►

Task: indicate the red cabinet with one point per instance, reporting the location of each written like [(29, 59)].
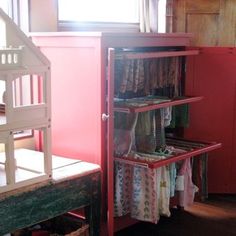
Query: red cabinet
[(82, 67)]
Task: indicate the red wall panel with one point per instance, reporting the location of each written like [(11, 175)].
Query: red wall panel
[(213, 74)]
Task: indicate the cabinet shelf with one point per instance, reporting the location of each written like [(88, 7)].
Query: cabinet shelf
[(192, 148), (149, 55), (138, 105)]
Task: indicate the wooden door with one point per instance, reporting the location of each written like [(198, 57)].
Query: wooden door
[(212, 22)]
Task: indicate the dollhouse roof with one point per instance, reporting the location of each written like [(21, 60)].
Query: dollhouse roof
[(16, 49)]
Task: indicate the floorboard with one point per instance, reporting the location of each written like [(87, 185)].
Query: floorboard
[(215, 216)]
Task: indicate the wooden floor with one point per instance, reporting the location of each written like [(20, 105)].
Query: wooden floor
[(216, 216)]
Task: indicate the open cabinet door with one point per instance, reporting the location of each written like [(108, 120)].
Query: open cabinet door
[(110, 125)]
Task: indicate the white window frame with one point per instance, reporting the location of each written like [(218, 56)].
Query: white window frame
[(70, 25)]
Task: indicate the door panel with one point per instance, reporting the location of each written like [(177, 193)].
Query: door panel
[(205, 19)]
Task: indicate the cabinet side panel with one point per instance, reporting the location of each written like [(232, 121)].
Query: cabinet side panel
[(213, 76), (76, 101)]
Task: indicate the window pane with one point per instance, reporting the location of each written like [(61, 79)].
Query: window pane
[(124, 11)]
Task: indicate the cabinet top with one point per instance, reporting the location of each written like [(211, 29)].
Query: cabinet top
[(109, 34), (112, 39)]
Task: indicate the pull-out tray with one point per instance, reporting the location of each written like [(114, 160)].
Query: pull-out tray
[(156, 160), (150, 103)]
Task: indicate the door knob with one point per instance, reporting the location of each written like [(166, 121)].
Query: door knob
[(105, 117)]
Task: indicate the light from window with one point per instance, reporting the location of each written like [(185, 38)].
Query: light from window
[(113, 11), (162, 16)]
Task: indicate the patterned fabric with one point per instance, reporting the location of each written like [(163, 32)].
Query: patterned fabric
[(123, 182), (144, 194), (186, 197)]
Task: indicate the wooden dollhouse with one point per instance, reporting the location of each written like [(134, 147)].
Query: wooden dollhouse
[(25, 91), (35, 187)]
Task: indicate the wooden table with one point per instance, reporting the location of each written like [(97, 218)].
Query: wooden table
[(73, 186)]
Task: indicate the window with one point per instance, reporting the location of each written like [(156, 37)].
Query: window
[(94, 14)]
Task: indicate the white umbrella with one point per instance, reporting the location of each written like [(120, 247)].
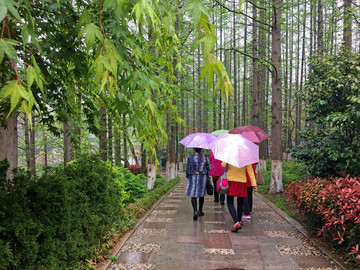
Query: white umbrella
[(235, 149)]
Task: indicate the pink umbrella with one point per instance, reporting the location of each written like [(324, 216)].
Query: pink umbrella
[(252, 133), (235, 150), (198, 140)]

◄

위의 항목을 처음부터 끝까지 한 글자도 바꾸지 말고 옮겨 적되, 그림은 답에서 빼십시오.

[전체 출력]
Task: indicate the red cabinet with one point per instance, reporting the location of each written like [(29, 59)].
Query: red cabinet
[(82, 67)]
Task: indicate the red wall panel with one point per instance, reporting the location of each written like [(11, 175)].
Query: red wall panel
[(213, 74)]
Task: indicate the cabinet shelf with one point per instance, reporting the location of each written like [(88, 7)].
Query: cabinet shelf
[(192, 148), (149, 55), (138, 105)]
Task: indicate the wooden door with one point per instance, reporting the location of each written like [(198, 57)].
Query: wooden door
[(212, 22)]
Task: indicate the dollhouse roof with one point per instance, reporting the location of each written like [(21, 60)].
Query: dollhouse roof
[(16, 49)]
Task: indicate the floorboard with one point per instance, reporting the location of each written like [(87, 185)].
Query: floorboard
[(215, 216)]
Task: indicate the wooden floor with one point per instance, reporting the location of each written like [(20, 105)].
Query: wooden floor
[(216, 216)]
Task: indicate the open cabinet door with one point per instance, reporting the location of each written like [(108, 120)].
Query: open cabinet door
[(110, 125)]
Task: indicate the white window frame with one point per instance, reporting the location of each written like [(218, 56)].
Query: white window frame
[(70, 25)]
Task: indicate the door panel with one point per instance, reporting the location of each written like [(177, 193)].
Query: door panel
[(205, 19)]
Task: indicate the cabinet side panel with one point per instance, reporting the location of each written like [(232, 121)].
Query: cabinet side panel
[(213, 76), (76, 101)]
Task: indicate the window pane with one point per instance, reporting the location of each written like [(61, 79)].
Query: window pane
[(124, 11)]
Task: indicate the cabinet top with one point per instance, reporting the location of each written like [(211, 29)].
Query: cabinet top
[(109, 34), (112, 39)]
Task: indicate the pull-out tray with one point per instance, reporting the location of each written like [(114, 160)].
Query: pull-out tray
[(156, 160), (150, 103)]
Task: indicate the door knob with one point per instance, reporting the location of each written like [(166, 121)].
Query: door knob
[(105, 117)]
Task: indicate the light from window with one point per instance, reporting the location of each written like [(185, 38)].
Query: light from window
[(113, 11), (162, 16)]
Task: indicate the patterned fabric with one point per instance, reporting the location of each written like [(163, 32)].
Query: patterned fabric
[(123, 182), (144, 194), (186, 197)]
Task: indicate the wooden dollhouse with one point per instance, reporting the location of each written like [(134, 147)].
Query: wooden dollhouse
[(25, 91), (35, 187)]
Task: indicate the wooden table with one point per instance, reporting the location of each written like [(97, 218)].
Query: wooden table
[(73, 186)]
Task: indicate the window with one point per instance, reporting the location of each written like [(156, 37)].
Query: window
[(94, 14)]
Task: indicate the white umbrella with one point per instance, reporting the location of each written like [(120, 247)].
Query: white umbrella
[(235, 149)]
Task: indicate the pink umbrella with one point per instance, reporting the location of each written like [(324, 216)].
Query: pink umbrella
[(252, 133), (235, 150), (198, 140)]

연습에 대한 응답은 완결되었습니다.